What is being asked — Could you transcribe every record below exactly as written, excluding the pictures?

Dataset excerpts
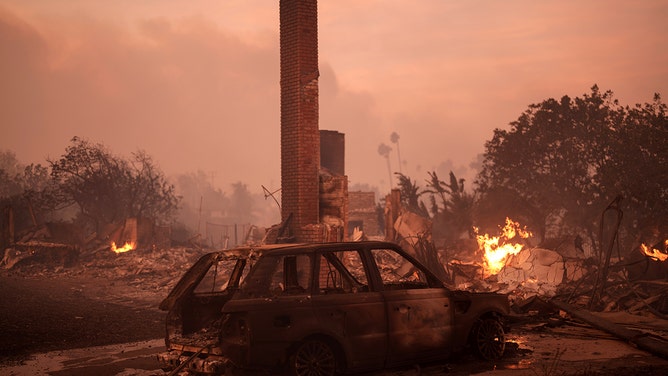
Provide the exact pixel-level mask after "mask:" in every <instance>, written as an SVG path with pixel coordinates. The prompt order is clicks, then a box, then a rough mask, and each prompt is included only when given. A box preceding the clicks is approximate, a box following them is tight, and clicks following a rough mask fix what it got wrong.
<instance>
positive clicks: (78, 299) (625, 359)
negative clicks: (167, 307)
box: [0, 256, 668, 376]
mask: <svg viewBox="0 0 668 376" xmlns="http://www.w3.org/2000/svg"><path fill="white" fill-rule="evenodd" d="M123 257H126V258H127V260H132V259H131V258H130V256H122V257H117V258H116V259H115V260H114V264H113V265H111V266H112V267H109V265H107V266H108V267H106V268H105V269H99V268H98V269H96V268H90V267H86V265H78V266H76V267H73V268H66V269H63V268H55V269H54V268H42V267H28V268H19V269H17V270H9V271H8V270H0V299H1V303H0V374H3V375H4V374H7V375H23V374H26V375H28V374H45V375H62V376H66V375H72V376H77V375H86V374H96V375H126V376H129V375H165V373H163V372H162V371H160V370H159V368H158V367H157V363H156V362H155V360H154V358H155V357H154V355H155V353H157V352H159V351H160V350H161V347H160V346H161V344H162V342H161V338H162V337H163V336H164V317H165V314H164V312H162V311H159V310H158V309H157V306H158V304H159V302H160V300H161V299H162V298H164V297H165V296H166V294H167V293H168V291H169V289H170V288H171V286H172V285H173V284H174V283H176V280H177V279H178V276H179V275H180V274H181V273H182V270H181V268H177V269H178V270H177V269H174V268H172V269H170V270H169V272H166V271H164V270H163V271H161V270H155V269H151V268H149V267H146V265H149V264H145V266H144V267H135V266H133V267H132V268H131V269H130V272H128V269H127V268H125V269H119V270H120V271H119V270H117V269H115V268H113V266H114V265H125V264H124V262H126V261H127V260H125V259H123ZM135 257H136V256H135ZM188 257H189V258H191V257H190V256H188ZM664 325H665V324H664ZM656 330H657V331H658V332H659V334H665V333H668V325H665V327H664V326H661V327H659V328H657V329H656ZM508 341H509V342H508V346H507V349H508V351H507V355H506V357H505V358H504V359H503V360H502V361H500V362H497V363H493V364H492V363H485V362H479V361H476V360H474V359H473V358H471V357H467V356H464V357H459V358H457V359H452V360H451V361H449V362H445V363H438V364H426V365H420V366H415V367H408V368H404V369H398V370H387V371H381V372H377V373H373V375H396V376H399V375H406V376H407V375H441V374H447V375H454V376H460V375H471V374H479V375H486V374H489V375H496V376H499V375H506V374H507V375H533V376H536V375H538V376H543V375H544V376H550V375H619V374H624V375H668V360H666V359H663V358H660V357H657V356H653V355H652V354H649V353H646V352H644V351H641V350H638V349H636V348H634V347H632V346H630V345H629V344H626V343H624V342H622V341H619V340H618V339H616V338H614V337H612V336H610V335H608V334H606V333H604V332H601V331H598V330H596V329H593V328H591V327H589V326H587V325H586V324H582V323H578V322H576V321H572V320H567V319H562V318H561V317H559V316H543V317H538V316H533V317H529V316H522V315H520V316H517V317H515V318H513V320H511V332H510V334H509V335H508ZM105 346H106V347H105ZM110 346H111V347H110ZM68 349H69V350H68ZM45 354H46V355H45ZM118 354H123V355H122V356H123V357H124V360H123V362H125V363H119V362H117V361H116V362H115V363H114V362H113V361H111V360H109V361H108V362H107V363H105V360H107V359H112V358H114V359H115V357H118V356H119V355H118ZM54 358H58V359H60V360H59V361H60V363H61V364H60V366H59V368H54V369H51V368H49V367H50V366H46V365H44V364H42V365H41V368H39V367H38V366H39V363H40V362H44V361H45V360H44V359H51V360H53V359H54ZM91 359H95V364H96V365H95V367H97V368H90V362H91ZM77 362H78V363H77ZM87 362H88V365H86V366H85V367H84V366H78V364H86V363H87ZM126 363H127V364H126ZM121 364H125V365H123V366H122V365H121ZM112 365H113V366H112ZM30 367H33V368H30ZM35 367H38V368H35ZM128 368H129V369H133V370H134V371H128ZM139 369H142V370H143V371H137V370H139ZM36 370H39V371H36ZM369 375H372V374H369Z"/></svg>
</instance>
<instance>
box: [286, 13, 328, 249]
mask: <svg viewBox="0 0 668 376" xmlns="http://www.w3.org/2000/svg"><path fill="white" fill-rule="evenodd" d="M279 7H280V39H281V42H280V52H281V201H282V205H281V208H282V210H281V216H282V219H283V220H285V219H286V218H287V217H288V216H289V215H290V214H292V221H291V224H290V232H291V234H292V235H294V236H295V237H296V240H297V241H305V240H306V239H305V237H309V238H310V237H311V236H313V233H312V232H311V231H306V232H307V233H309V234H308V235H306V234H304V235H305V236H302V235H301V232H302V229H304V228H305V226H306V225H312V224H317V223H318V222H319V213H318V182H319V179H318V172H319V168H320V135H319V130H318V77H319V73H318V17H317V16H318V7H317V1H316V0H280V3H279ZM316 232H317V231H316Z"/></svg>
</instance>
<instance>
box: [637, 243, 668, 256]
mask: <svg viewBox="0 0 668 376" xmlns="http://www.w3.org/2000/svg"><path fill="white" fill-rule="evenodd" d="M664 246H665V248H666V250H667V251H668V240H666V241H665V242H664ZM640 252H642V253H643V254H644V255H645V256H647V257H649V258H651V259H652V260H655V261H666V260H668V253H665V252H661V251H660V250H658V249H656V248H653V247H650V246H648V245H646V244H640Z"/></svg>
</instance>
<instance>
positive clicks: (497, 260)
mask: <svg viewBox="0 0 668 376" xmlns="http://www.w3.org/2000/svg"><path fill="white" fill-rule="evenodd" d="M475 232H476V233H477V232H478V229H477V228H476V229H475ZM501 232H502V234H501V235H500V236H489V235H488V234H484V235H476V240H477V241H478V248H479V249H480V250H481V251H483V252H484V257H485V260H484V261H485V271H486V273H485V274H487V275H494V274H497V273H498V272H499V271H501V269H503V267H504V266H505V265H506V262H507V261H508V258H509V257H510V256H512V255H516V254H518V253H520V251H521V250H522V248H523V247H524V245H522V244H519V243H510V242H509V241H510V240H511V239H513V238H515V237H516V236H519V237H520V238H523V239H527V238H529V237H531V236H532V235H533V234H531V232H529V231H527V230H526V228H521V227H520V224H519V223H518V222H513V221H512V220H511V219H510V218H506V225H505V226H504V227H503V228H502V229H501Z"/></svg>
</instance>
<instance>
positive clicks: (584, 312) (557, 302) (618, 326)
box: [550, 300, 668, 359]
mask: <svg viewBox="0 0 668 376" xmlns="http://www.w3.org/2000/svg"><path fill="white" fill-rule="evenodd" d="M550 303H551V304H552V305H554V306H555V307H557V308H559V309H561V310H563V311H566V312H567V313H568V314H570V315H571V316H573V317H575V318H577V319H579V320H582V321H584V322H585V323H587V324H589V325H591V326H593V327H594V328H597V329H600V330H603V331H604V332H606V333H609V334H612V335H614V336H616V337H618V338H619V339H621V340H624V341H625V342H627V343H630V344H632V345H634V346H636V347H637V348H639V349H642V350H645V351H647V352H650V353H652V354H654V355H657V356H661V357H663V358H666V359H668V340H666V339H665V338H662V337H658V336H652V335H650V334H647V333H643V332H640V331H638V330H632V329H627V328H625V327H622V326H620V325H617V324H615V323H612V322H610V321H607V320H605V319H602V318H600V317H597V316H594V315H593V314H591V312H589V311H586V310H583V309H580V308H576V307H574V306H572V305H570V304H568V303H565V302H561V301H558V300H551V301H550Z"/></svg>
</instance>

Response area —
Provide the exact pixel-level mask after "mask:" in every <instance>, written as an SVG path with pixel coordinates. The prompt order is clicks, then a box, then a rough mask, and each prompt is included only when given. A box preceding the clicks is approximate, a box following them is tight, and clicks following a rough mask fix what it got wrong.
<instance>
positive clicks: (78, 299) (625, 359)
negative clicks: (167, 307)
box: [0, 256, 668, 376]
mask: <svg viewBox="0 0 668 376" xmlns="http://www.w3.org/2000/svg"><path fill="white" fill-rule="evenodd" d="M123 257H126V258H127V260H132V259H131V258H130V256H122V257H117V258H116V259H115V260H114V264H113V265H111V266H112V267H109V265H107V266H108V267H106V268H105V269H99V268H98V269H96V268H90V267H86V265H78V266H76V267H73V268H66V269H63V268H55V269H54V268H42V267H28V268H19V269H17V270H9V271H8V270H0V299H1V303H0V374H3V375H4V374H7V375H23V374H26V375H28V374H45V375H62V376H66V375H72V376H77V375H86V374H96V375H126V376H129V375H165V373H163V372H162V371H160V370H159V368H158V367H157V363H156V362H155V360H154V358H155V357H154V355H155V353H157V352H159V351H160V350H161V347H160V346H161V344H162V342H161V338H162V337H163V336H164V317H165V314H164V312H162V311H159V310H158V309H157V306H158V304H159V302H160V300H161V299H162V298H164V297H165V296H166V294H167V293H168V291H169V289H170V288H171V286H172V285H173V284H174V283H176V280H177V279H178V276H179V275H180V274H181V273H182V270H181V268H177V269H178V270H177V269H174V268H172V269H170V270H169V272H166V271H164V270H163V271H161V270H155V269H151V268H149V267H146V265H149V264H145V266H144V267H135V266H133V267H132V268H131V269H130V272H128V269H127V268H125V269H119V270H120V271H119V270H117V269H115V268H113V266H114V265H125V264H124V262H126V261H127V260H125V259H123ZM135 257H136V256H135ZM188 257H189V258H191V257H190V256H188ZM664 325H665V324H664ZM656 330H657V331H658V332H659V334H665V333H668V325H665V327H664V326H661V327H659V328H657V329H656ZM508 341H509V342H508V346H507V349H508V351H507V355H506V357H505V358H504V359H503V360H502V361H500V362H497V363H493V364H492V363H485V362H479V361H476V360H474V359H473V358H471V357H467V356H464V357H459V358H457V359H452V360H451V361H449V362H445V363H438V364H426V365H420V366H415V367H408V368H404V369H398V370H387V371H381V372H377V373H373V375H396V376H399V375H406V376H407V375H441V374H447V375H454V376H460V375H471V374H479V375H486V374H489V375H496V376H499V375H506V374H507V375H533V376H536V375H538V376H543V375H544V376H550V375H619V374H624V375H668V360H666V359H663V358H660V357H657V356H653V355H652V354H649V353H646V352H644V351H641V350H638V349H636V348H634V347H632V346H630V345H629V344H626V343H624V342H622V341H619V340H618V339H616V338H614V337H612V336H610V335H608V334H606V333H604V332H601V331H598V330H596V329H593V328H591V327H589V326H587V325H586V324H582V323H578V322H576V321H572V320H567V319H562V318H561V317H559V316H543V317H538V316H533V317H529V316H522V315H520V316H517V317H515V318H513V320H511V332H510V334H509V335H508ZM105 346H106V347H105ZM110 346H111V347H110ZM68 349H69V350H68ZM45 354H46V355H45ZM118 354H123V355H122V356H123V357H124V360H123V362H125V363H119V362H117V361H116V362H115V363H114V362H113V361H111V360H109V361H108V362H107V363H105V360H107V359H112V358H114V359H115V357H118V356H119V355H118ZM54 358H58V359H60V360H59V361H60V363H61V364H60V366H59V368H54V369H51V368H49V367H50V366H46V365H44V364H42V365H41V368H39V367H38V366H39V363H40V362H44V361H45V360H44V359H51V360H53V359H54ZM91 359H95V364H96V365H95V367H97V368H90V362H91ZM77 362H78V363H77ZM87 362H88V365H86V366H85V367H84V366H78V364H86V363H87ZM126 363H127V364H126ZM121 364H125V365H123V366H122V365H121ZM112 365H113V366H112ZM30 367H33V368H30ZM35 367H38V368H35ZM128 368H129V369H133V370H134V371H128ZM139 369H142V370H143V371H137V370H139ZM36 370H39V371H36ZM369 375H372V374H369Z"/></svg>
</instance>
<instance>
box: [286, 13, 328, 249]
mask: <svg viewBox="0 0 668 376" xmlns="http://www.w3.org/2000/svg"><path fill="white" fill-rule="evenodd" d="M279 7H280V39H281V42H280V52H281V201H282V205H281V208H282V210H281V216H282V219H283V220H285V219H286V218H287V217H288V216H289V215H290V214H292V221H291V224H290V232H291V234H292V235H294V236H295V237H296V240H297V241H305V240H306V239H305V237H309V238H310V237H311V236H313V233H312V232H311V231H306V232H307V233H309V234H308V235H306V234H304V235H305V236H302V235H301V232H302V229H304V228H305V226H306V225H312V224H317V223H318V222H319V213H318V182H319V179H318V172H319V168H320V135H319V130H318V77H319V73H318V17H317V16H318V7H317V1H316V0H280V3H279ZM316 232H317V231H316Z"/></svg>
</instance>
<instance>
box: [637, 243, 668, 256]
mask: <svg viewBox="0 0 668 376" xmlns="http://www.w3.org/2000/svg"><path fill="white" fill-rule="evenodd" d="M664 246H665V248H666V250H667V251H668V240H666V241H665V242H664ZM640 252H642V253H643V254H644V255H645V256H647V257H649V258H651V259H652V260H655V261H666V260H668V253H665V252H661V251H660V250H658V249H656V248H653V247H650V246H648V245H646V244H640Z"/></svg>
</instance>
<instance>
positive clicks: (497, 260)
mask: <svg viewBox="0 0 668 376" xmlns="http://www.w3.org/2000/svg"><path fill="white" fill-rule="evenodd" d="M475 232H476V233H477V232H478V229H477V228H476V229H475ZM501 232H502V234H501V235H500V236H489V235H488V234H484V235H476V240H477V241H478V248H479V249H480V250H481V251H483V252H484V257H485V260H484V261H485V271H486V273H485V274H487V275H494V274H497V273H498V272H499V271H501V269H503V267H504V266H505V265H506V262H507V261H508V258H509V257H510V256H512V255H516V254H518V253H520V251H521V250H522V248H523V247H524V245H522V244H519V243H510V242H509V241H510V240H511V239H513V238H515V237H516V236H519V237H520V238H523V239H527V238H529V237H531V236H532V235H533V234H531V232H529V231H527V230H526V228H521V227H520V224H519V223H518V222H513V221H512V220H511V219H510V218H506V225H505V226H504V227H503V228H502V229H501Z"/></svg>
</instance>
<instance>
positive clicks: (584, 312) (557, 302) (618, 326)
box: [550, 300, 668, 359]
mask: <svg viewBox="0 0 668 376" xmlns="http://www.w3.org/2000/svg"><path fill="white" fill-rule="evenodd" d="M550 303H551V304H552V305H554V306H555V307H557V308H559V309H561V310H563V311H566V312H567V313H568V314H570V315H571V316H573V317H575V318H577V319H579V320H582V321H584V322H585V323H587V324H589V325H591V326H593V327H594V328H597V329H600V330H603V331H604V332H606V333H609V334H612V335H614V336H616V337H618V338H619V339H621V340H624V341H625V342H627V343H630V344H632V345H634V346H636V347H637V348H639V349H642V350H645V351H647V352H650V353H652V354H654V355H657V356H661V357H663V358H666V359H668V340H666V339H665V338H662V337H658V336H652V335H650V334H647V333H643V332H640V331H638V330H632V329H627V328H625V327H622V326H620V325H617V324H615V323H612V322H610V321H607V320H605V319H602V318H600V317H597V316H594V315H593V314H591V312H589V311H586V310H583V309H580V308H576V307H574V306H572V305H570V304H568V303H565V302H561V301H558V300H551V301H550Z"/></svg>
</instance>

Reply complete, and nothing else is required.